Problem requirements: Rewrite everything from the line containing "Where can you find the snowbank?" down to the line containing "point(78, 326)", swapping "snowbank" for "snow pile" and changing nothing else. Return only those lines.
── Excerpted records
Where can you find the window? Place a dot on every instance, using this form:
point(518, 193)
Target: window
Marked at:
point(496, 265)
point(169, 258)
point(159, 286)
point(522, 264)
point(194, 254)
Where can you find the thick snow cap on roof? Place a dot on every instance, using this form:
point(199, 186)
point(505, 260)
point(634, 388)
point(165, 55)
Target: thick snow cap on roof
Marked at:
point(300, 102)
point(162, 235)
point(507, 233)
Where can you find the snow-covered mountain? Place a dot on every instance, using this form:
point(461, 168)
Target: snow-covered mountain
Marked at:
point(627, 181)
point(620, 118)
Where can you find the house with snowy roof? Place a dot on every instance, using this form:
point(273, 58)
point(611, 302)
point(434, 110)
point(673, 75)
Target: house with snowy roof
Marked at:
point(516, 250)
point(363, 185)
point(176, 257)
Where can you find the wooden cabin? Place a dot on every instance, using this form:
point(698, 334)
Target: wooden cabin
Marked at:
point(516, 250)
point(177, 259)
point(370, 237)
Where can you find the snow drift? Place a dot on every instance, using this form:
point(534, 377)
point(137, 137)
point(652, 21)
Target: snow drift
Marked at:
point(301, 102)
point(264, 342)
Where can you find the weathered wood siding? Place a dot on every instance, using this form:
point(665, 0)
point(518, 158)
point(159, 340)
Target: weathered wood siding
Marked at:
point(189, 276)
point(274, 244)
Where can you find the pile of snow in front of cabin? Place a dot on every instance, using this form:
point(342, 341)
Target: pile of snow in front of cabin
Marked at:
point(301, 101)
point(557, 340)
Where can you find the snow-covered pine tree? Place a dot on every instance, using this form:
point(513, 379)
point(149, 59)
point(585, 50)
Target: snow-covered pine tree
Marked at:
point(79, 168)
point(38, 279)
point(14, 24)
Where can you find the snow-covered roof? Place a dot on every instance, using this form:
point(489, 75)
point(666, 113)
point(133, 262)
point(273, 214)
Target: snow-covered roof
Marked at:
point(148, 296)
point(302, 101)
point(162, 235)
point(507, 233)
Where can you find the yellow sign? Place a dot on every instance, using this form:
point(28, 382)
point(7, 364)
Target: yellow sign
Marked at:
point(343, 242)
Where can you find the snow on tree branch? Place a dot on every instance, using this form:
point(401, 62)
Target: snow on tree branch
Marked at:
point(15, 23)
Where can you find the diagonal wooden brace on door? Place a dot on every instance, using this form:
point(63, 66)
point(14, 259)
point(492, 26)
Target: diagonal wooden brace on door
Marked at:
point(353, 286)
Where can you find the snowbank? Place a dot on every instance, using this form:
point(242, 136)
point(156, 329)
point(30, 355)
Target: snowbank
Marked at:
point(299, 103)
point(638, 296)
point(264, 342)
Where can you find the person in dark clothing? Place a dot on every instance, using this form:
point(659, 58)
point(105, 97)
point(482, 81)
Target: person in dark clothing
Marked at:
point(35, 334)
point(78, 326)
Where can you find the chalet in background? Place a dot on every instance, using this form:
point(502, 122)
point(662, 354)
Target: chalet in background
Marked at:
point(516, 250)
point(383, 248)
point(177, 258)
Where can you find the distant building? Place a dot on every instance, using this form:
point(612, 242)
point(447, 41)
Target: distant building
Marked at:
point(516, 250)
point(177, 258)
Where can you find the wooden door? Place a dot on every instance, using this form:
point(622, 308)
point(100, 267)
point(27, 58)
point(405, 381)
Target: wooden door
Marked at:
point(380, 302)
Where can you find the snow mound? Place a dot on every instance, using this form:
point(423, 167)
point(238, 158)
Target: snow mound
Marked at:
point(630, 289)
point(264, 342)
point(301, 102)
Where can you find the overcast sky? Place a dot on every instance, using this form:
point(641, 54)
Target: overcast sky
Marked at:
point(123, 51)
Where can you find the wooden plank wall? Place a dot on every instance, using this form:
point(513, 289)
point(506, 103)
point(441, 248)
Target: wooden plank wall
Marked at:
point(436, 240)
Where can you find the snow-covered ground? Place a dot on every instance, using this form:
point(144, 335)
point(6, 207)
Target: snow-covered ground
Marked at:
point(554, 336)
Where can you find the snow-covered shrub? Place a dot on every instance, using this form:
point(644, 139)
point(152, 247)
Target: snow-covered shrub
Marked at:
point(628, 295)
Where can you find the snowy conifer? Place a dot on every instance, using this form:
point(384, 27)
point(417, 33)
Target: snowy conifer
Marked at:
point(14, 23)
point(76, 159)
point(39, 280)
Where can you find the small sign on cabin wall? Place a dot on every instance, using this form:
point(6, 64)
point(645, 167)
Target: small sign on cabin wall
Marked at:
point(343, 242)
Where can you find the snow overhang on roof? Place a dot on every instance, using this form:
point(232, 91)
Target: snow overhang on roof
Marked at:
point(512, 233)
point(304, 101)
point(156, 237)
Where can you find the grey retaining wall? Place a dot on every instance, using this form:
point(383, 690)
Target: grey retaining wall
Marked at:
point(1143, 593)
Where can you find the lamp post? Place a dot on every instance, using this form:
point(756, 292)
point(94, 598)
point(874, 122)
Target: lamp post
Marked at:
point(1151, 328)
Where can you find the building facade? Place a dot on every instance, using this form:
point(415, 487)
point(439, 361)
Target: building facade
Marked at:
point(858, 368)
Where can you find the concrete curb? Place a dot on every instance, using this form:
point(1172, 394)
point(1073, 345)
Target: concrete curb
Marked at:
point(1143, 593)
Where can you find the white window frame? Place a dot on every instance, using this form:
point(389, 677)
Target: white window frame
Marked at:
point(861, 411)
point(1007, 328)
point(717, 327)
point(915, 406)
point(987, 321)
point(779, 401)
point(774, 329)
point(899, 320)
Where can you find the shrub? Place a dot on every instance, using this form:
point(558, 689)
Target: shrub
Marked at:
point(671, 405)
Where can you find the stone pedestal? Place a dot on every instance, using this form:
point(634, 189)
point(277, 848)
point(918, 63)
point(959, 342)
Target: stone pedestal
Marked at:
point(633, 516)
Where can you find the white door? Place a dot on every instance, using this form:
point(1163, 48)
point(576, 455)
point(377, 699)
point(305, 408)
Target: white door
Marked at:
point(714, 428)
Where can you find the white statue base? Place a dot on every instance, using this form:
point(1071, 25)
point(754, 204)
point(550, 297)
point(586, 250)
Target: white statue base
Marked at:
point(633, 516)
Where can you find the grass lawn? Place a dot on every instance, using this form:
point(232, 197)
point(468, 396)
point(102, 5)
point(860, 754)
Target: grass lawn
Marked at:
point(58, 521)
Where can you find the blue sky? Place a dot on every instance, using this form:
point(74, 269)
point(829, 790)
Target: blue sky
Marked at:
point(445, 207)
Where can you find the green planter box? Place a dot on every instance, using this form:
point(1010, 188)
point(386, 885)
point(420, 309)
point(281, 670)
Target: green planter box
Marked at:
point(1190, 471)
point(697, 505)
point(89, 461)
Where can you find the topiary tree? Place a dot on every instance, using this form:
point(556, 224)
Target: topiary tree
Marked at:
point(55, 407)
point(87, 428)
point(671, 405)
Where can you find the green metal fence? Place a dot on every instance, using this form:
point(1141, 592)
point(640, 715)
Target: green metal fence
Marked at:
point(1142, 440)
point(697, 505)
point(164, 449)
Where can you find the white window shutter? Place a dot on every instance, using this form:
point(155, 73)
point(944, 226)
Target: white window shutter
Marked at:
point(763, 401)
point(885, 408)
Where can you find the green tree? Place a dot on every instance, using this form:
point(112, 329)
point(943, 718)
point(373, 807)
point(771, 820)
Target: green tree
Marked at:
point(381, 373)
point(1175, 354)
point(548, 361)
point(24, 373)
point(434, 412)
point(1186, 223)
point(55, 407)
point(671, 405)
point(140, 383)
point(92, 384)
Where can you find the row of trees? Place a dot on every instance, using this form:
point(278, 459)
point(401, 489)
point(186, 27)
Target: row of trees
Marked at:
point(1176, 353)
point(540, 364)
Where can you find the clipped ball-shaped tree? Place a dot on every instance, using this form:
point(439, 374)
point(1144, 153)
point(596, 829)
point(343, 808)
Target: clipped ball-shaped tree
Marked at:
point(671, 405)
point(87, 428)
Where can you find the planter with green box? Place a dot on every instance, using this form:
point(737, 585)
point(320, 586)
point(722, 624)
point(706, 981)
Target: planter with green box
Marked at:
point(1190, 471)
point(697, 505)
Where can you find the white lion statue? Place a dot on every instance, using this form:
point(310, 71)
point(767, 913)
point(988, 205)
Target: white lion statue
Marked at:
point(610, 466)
────
Finished answer:
Where can you find the snow pile? Place a dot on every instance, using this form:
point(242, 136)
point(156, 329)
point(30, 355)
Target: snow pile
Marked at:
point(299, 103)
point(638, 296)
point(264, 342)
Where can you find the person in dark clothing? Place a dot on every instance, using this form:
point(659, 58)
point(105, 97)
point(482, 81)
Target: person in dark clothing
Marked at:
point(35, 334)
point(78, 326)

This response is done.